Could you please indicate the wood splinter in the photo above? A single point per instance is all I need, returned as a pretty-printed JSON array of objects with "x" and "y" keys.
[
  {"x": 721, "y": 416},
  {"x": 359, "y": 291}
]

GIVEN REQUEST —
Copy the records above word for word, keeping every line unchanged.

SOLUTION FOR THIS EXERCISE —
Could you please indicate the wood splinter in the photo above? A single point per instance is all I need, returned as a pretty-printed JSON array of objects with "x" and "y" keys.
[
  {"x": 721, "y": 416},
  {"x": 359, "y": 291}
]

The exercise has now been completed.